Text block: Begin

The evening featured a number of community advocates, including Devren Washington, who works on digital-access issues with the Movement Alliance Project, formerly the Media Mobilizing Project. The digital academy plan is not a plan at all for those who don’t have high-speed internet, Washington said.

“Without a comprehensive plan that guarantees internet access, this plan will fail,” he said. “This plan glosses over the glaring lack of access.” He said 20,000 city students do not have internet access at home.

Veteran parent activist Cecelia Thompson said that confusion still reigns among parents, as piecemeal information about various District plans trickles out. “Everybody’s scared,” she said. Special education students and students with complex needs “still have not been heard.”

Rotonya Carr, a parent at Penn Alexander Elementary, which has a partnership with the University of Pennsylvania, said that even her well-resourced school has chronically fallen short on supplies and cleaning. She challenged the board to imagine what struggling schools will face.

“Would you recommend that your best friend send his or her only child to the least-resourced school in the District? If your answer is no, you shouldn’t approve the safety plan,” said Carr.

And parent Felicia Bryant-Dawson, who has two children at Adaire Elementary School, said the District’s plan was underestimating the sheer level of stress and confusion that in-school instruction could bring.

“As soon as one kid sneezes, there’s going to be a panic,” said Bryant-Dawson.

Teachers: An excess of worry

Teachers likewise battered the plan. “I trust it less every day,” said Charlie McGeehan of the U School.

“Not a single student spoke in favor of it. … This choice system is going to decimate school communities. It’s incredibly frustrating. Starting a whole new school is an absolute disaster,” McGeehan said. “We need to start the year online.”

Alexandrea Henry, a teacher at Meade Elementary, said that wasting time on a complex hybrid model was a mistake.

“Let’s instead invest in high-quality training on teaching and learning virtually. … Let’s follow New York’s model of regional enrichment centers to provide childcare for essential workers,” Henry said. “No person should have to decide if their life or the life of another is worth sacrificing for a quality education.”

Maddie Luebbert, a teacher at the Kensington Health Sciences Academy, said that bringing students into unsafe and chaotic buildings risks exposing them not just to illness, but also to trauma.

Text block: End
Given data: Begin

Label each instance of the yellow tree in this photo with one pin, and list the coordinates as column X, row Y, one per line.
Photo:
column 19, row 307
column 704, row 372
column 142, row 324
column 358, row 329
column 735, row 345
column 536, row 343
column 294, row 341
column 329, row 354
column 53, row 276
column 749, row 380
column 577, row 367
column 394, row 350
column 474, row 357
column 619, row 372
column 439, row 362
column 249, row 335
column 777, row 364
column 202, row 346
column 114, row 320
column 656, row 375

Given data: End

Exercise requirements:
(a) In the article about the District's reopening plan, how many city students does Devren Washington say lack internet access at home?
(b) Please write the next part of the article about the District's reopening plan, picking up after its last sentence.

Answers for this exercise:
(a) 20,000

(b)
“As a child, it often feels impossible to ask for the support you need,” they said. “The fact that we don’t have to do it this way only increases the trauma and violence. … We cannot rush back to school in the service of capitalist greed.”

Other teachers said that spending time trying to make the hybrid model work was an unnecessary distraction.

“We are giving up the opportunity to make remote learning work, as we are dividing our attention,” said Emma Connolly, a teacher at Fell Elementary. “I will spend my precious instructional minutes reminding children to socially distance. The current plan is truly the worst of both worlds.”

Eileen Broderick, a teacher at McClure Elementary, said her experience with the school’s asbestos problems leaves her with little confidence that the District could maintain constant COVID cleaning. At McClure, she said, “getting the most simple supplies seems like a Herculean task. There has never been soap in the students’ bathroom for more than one day. … There were times when we had to borrow toilet paper from neighboring schools.”

Broderick said her building was nowhere near ready for COVID, and neither was the District. “This fall we’ll be running down the block begging for lifesaving PPE,” she said, before challenging the board to imagine themselves in her place. “I ask you, would you put your children in my classroom, where it reaches triple digits with no ventilation? Let’s take the time now to become the leading district for remote learning.”

Added Alexis Zhao, a parent and teacher at Chester Arthur Elementary: “Anyone who believes this plan will be implemented with fidelity is naïve. I seriously wonder if the people who made this plan have actually met a child. Our middle schoolers will scream coronavirus whenever anyone sneezes, and lick their hands and chase people … because they’re kids.”